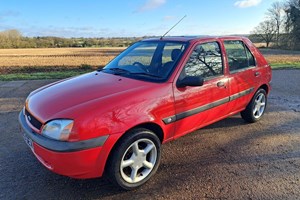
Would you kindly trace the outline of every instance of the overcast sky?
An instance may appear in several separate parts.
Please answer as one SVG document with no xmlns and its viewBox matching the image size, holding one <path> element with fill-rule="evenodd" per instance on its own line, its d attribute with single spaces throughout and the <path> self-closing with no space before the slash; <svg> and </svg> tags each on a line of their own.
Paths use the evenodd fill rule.
<svg viewBox="0 0 300 200">
<path fill-rule="evenodd" d="M 0 0 L 0 31 L 24 36 L 248 34 L 275 0 Z"/>
</svg>

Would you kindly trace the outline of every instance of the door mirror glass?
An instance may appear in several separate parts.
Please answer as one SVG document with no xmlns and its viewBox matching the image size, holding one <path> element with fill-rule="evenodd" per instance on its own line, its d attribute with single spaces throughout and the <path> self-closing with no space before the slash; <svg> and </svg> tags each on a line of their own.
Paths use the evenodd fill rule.
<svg viewBox="0 0 300 200">
<path fill-rule="evenodd" d="M 186 76 L 182 80 L 178 80 L 177 87 L 186 87 L 186 86 L 202 86 L 204 79 L 201 76 Z"/>
</svg>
_____
> **Problem requirements**: Each line in the data where the string "trace" occurs should be identified and copied.

> **Answer to the problem**:
Would you kindly trace the outline of every instance of the overcast sky?
Would you kindly trace the outline of every instance of the door mirror glass?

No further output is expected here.